*** Opening AVAILABLE DATA ***
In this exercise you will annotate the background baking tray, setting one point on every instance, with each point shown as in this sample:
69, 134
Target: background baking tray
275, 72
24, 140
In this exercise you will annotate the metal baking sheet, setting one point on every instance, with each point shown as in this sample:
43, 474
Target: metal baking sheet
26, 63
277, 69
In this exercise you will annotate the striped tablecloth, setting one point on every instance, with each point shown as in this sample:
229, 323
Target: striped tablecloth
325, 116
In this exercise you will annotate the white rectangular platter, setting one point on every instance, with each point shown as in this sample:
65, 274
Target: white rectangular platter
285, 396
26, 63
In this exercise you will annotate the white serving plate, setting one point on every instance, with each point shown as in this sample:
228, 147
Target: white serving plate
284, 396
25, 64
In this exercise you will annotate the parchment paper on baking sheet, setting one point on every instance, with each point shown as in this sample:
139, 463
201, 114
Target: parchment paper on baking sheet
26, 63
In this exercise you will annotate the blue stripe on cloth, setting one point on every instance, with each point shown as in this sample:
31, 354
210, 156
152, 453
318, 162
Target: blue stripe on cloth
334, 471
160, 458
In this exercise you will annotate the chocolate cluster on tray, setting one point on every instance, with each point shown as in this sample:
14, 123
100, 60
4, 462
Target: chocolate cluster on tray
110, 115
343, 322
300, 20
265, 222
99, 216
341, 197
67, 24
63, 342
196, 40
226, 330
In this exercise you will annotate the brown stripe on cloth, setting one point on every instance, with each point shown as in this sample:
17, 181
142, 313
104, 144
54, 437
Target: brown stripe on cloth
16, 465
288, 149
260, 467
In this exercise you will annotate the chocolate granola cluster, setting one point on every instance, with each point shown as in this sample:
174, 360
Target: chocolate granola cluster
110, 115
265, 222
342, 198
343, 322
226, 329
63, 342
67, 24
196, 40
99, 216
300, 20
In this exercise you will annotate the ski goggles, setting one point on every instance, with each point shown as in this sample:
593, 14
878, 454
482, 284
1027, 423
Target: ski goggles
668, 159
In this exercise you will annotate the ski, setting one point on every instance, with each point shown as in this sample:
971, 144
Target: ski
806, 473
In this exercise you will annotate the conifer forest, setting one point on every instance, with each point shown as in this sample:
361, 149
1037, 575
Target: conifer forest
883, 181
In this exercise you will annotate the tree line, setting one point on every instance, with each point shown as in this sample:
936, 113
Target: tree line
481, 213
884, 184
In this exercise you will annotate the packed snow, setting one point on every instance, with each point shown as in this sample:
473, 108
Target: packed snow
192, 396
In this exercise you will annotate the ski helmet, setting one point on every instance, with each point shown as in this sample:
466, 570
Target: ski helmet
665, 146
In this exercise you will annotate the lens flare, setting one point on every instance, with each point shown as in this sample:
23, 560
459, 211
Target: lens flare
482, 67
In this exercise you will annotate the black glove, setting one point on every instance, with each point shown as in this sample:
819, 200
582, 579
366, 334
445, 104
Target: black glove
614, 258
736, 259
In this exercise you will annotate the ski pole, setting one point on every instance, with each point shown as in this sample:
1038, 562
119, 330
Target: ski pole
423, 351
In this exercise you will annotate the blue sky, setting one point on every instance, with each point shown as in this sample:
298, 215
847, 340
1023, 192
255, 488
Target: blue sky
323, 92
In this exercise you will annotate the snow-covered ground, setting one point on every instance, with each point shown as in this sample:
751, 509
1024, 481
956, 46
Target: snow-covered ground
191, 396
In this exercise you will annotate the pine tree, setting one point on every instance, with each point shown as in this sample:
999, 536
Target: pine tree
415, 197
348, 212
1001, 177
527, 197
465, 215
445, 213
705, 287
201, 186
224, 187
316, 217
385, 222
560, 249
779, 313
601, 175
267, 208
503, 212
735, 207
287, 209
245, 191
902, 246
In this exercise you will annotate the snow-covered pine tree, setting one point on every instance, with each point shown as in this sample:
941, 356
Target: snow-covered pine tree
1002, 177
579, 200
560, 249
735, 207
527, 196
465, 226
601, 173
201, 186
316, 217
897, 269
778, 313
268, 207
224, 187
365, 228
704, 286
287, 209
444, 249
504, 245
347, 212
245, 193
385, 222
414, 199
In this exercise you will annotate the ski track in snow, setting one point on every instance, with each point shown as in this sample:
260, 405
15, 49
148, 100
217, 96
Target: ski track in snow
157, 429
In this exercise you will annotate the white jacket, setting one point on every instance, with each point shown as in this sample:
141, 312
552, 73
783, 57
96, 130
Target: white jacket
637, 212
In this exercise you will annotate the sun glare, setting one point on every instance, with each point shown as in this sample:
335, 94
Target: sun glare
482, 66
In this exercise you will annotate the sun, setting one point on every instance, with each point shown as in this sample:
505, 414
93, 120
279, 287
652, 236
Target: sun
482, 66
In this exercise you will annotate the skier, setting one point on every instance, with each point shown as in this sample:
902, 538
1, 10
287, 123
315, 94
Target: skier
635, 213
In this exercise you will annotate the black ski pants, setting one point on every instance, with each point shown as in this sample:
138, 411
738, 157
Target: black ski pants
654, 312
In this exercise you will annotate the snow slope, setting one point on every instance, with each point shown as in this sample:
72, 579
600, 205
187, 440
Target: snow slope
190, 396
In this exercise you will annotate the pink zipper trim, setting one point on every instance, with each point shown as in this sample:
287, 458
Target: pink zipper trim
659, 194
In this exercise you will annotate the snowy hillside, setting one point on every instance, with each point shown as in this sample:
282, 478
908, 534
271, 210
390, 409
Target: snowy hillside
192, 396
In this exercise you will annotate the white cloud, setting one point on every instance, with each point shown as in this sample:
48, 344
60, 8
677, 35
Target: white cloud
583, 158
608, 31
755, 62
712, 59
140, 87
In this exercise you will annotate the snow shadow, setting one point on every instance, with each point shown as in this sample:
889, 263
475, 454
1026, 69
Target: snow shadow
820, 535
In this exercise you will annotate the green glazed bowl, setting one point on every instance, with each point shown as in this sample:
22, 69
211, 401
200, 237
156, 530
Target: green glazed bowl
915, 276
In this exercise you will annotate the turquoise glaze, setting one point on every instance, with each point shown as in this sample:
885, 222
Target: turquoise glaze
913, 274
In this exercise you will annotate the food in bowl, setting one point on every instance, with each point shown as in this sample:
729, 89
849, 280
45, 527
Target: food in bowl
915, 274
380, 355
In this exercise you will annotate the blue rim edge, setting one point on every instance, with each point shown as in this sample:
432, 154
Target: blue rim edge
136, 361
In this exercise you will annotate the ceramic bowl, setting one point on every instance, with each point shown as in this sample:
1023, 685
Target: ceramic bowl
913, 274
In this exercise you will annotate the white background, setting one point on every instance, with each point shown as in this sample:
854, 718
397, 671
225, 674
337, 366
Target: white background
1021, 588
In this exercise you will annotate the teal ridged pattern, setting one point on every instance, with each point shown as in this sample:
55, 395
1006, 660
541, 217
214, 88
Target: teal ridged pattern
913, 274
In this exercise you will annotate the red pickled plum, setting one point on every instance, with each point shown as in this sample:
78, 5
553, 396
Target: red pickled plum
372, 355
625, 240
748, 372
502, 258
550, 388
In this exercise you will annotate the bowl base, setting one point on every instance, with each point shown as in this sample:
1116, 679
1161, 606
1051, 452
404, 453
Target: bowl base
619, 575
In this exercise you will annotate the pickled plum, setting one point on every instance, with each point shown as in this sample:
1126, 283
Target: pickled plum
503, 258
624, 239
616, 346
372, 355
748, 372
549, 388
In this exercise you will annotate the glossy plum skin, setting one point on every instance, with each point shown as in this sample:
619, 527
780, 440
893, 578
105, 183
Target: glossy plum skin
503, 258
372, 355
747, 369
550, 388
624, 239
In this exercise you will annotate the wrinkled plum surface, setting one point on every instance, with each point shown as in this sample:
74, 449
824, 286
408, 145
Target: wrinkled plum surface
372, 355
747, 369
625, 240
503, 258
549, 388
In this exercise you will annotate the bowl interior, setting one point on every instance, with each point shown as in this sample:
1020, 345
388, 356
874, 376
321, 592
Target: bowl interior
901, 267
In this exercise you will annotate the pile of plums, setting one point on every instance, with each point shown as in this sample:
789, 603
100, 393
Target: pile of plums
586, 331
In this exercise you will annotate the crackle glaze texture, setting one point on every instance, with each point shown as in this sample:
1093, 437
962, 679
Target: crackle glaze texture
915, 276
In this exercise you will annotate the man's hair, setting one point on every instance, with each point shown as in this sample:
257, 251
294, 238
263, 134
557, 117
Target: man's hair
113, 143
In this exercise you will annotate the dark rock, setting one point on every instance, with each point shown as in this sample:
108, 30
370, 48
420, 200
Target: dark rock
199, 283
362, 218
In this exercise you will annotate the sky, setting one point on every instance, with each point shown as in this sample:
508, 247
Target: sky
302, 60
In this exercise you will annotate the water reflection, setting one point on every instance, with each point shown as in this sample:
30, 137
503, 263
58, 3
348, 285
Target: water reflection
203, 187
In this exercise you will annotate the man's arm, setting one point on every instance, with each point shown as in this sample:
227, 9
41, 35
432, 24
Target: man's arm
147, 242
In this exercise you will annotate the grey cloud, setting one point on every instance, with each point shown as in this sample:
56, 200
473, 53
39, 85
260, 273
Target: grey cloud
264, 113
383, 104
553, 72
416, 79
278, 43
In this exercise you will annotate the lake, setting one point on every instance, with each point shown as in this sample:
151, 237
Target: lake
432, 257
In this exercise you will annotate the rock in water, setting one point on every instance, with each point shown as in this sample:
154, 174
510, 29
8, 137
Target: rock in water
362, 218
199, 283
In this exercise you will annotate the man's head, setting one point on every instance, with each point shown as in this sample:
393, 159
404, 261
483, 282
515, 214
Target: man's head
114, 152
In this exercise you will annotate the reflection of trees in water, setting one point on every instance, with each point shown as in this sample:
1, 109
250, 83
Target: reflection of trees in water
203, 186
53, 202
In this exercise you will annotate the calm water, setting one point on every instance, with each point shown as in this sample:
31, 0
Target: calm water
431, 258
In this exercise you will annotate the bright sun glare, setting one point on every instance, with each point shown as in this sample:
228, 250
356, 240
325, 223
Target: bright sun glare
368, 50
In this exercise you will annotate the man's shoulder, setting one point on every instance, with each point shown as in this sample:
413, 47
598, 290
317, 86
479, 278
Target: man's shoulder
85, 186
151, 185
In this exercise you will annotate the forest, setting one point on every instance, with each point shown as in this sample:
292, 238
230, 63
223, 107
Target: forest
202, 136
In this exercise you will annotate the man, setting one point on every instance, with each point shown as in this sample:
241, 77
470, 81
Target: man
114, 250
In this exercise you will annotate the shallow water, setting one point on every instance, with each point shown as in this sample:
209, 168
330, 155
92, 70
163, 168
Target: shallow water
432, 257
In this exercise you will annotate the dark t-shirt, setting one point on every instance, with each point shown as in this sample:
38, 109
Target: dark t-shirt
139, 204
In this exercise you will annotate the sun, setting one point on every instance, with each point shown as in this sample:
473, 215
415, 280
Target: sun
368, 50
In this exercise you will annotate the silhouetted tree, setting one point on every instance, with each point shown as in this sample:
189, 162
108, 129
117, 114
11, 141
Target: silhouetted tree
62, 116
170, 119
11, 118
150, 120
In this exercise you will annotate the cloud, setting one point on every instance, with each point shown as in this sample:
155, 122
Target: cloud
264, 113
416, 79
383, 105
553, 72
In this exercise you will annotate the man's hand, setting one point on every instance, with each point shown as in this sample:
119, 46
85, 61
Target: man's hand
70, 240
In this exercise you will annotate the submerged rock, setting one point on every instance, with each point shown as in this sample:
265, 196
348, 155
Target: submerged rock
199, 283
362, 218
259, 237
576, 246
*** Closing AVAILABLE DATA ***
[TASK ITEM] Give again the closing portion of the entries, from the line with "In this exercise you will annotate the submerged" through the last line. Keep it exact and add nothing.

[EXERCISE ANSWER]
In this exercise you will annotate the submerged rock, setting one point on every instance, with each point shown as in this sample:
265, 196
348, 155
Target: submerged rock
199, 283
362, 218
259, 237
576, 246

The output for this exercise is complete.